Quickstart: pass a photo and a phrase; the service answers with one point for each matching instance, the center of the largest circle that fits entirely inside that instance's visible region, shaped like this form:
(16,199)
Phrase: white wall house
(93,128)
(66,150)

What to do: Reproduce the listing shown above in its entirety, exactly.

Written reply:
Quickstart: pass a photo and a phrase; the service answers with one point for each matching instance, the center of the largest circle that fits entirely inside that instance's visible region, shaped like this form:
(16,199)
Phrase: white wall house
(93,128)
(66,150)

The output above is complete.